═══ SUPPLIED MATERIAL
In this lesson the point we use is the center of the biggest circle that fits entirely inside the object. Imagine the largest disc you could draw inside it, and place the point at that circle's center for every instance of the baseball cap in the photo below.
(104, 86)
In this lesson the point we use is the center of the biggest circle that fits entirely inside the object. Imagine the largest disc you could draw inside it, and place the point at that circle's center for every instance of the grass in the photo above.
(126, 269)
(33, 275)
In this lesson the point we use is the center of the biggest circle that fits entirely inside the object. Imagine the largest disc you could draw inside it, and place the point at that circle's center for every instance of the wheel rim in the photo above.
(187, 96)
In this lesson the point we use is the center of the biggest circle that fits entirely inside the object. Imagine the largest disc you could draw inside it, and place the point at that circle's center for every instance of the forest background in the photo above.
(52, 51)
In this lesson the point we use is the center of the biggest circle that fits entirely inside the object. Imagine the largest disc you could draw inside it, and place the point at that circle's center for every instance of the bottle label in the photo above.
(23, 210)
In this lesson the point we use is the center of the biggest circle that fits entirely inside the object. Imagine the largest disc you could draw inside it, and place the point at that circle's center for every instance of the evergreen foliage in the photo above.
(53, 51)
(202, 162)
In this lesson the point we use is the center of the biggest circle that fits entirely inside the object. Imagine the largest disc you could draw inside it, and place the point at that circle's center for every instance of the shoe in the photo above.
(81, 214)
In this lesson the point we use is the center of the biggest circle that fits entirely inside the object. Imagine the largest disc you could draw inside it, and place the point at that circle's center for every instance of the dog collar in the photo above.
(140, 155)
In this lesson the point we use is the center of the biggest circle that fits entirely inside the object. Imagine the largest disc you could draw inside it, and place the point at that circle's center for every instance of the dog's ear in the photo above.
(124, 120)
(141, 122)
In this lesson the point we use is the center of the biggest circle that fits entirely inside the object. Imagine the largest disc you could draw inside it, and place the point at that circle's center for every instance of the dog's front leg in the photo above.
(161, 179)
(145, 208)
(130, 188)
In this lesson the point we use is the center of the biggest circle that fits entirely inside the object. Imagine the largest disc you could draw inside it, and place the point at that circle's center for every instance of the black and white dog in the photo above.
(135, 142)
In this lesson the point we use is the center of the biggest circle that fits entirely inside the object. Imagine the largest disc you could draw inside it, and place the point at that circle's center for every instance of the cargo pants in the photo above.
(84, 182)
══════
WORK ITEM:
Look for the line with "leg in the photo above." in the records above. Repeat it and each line after it exactly.

ANSWER TO THIS PROBLEM:
In this lesson the point we use is the center of the biggest circle that fits entirely inside the object. Imagine the largest disc you could draw inside it, and place the point at that circle's center for every instance of the dog's front leg in the photo above.
(161, 179)
(145, 208)
(130, 188)
In this lesson the point we use is the center of the biggest circle that fits entirely inside the object. Imagine the largest disc you could draw inside it, and place the point at that circle's center for every instance of the black and white dog in the photo above.
(135, 142)
In this lesson the point we use is the center of the biggest circle that fits entirely inside the object. Imagine the largest disc you could draw inside it, and place the point at that circle's center for every instance of the cargo pants in the photo above.
(84, 182)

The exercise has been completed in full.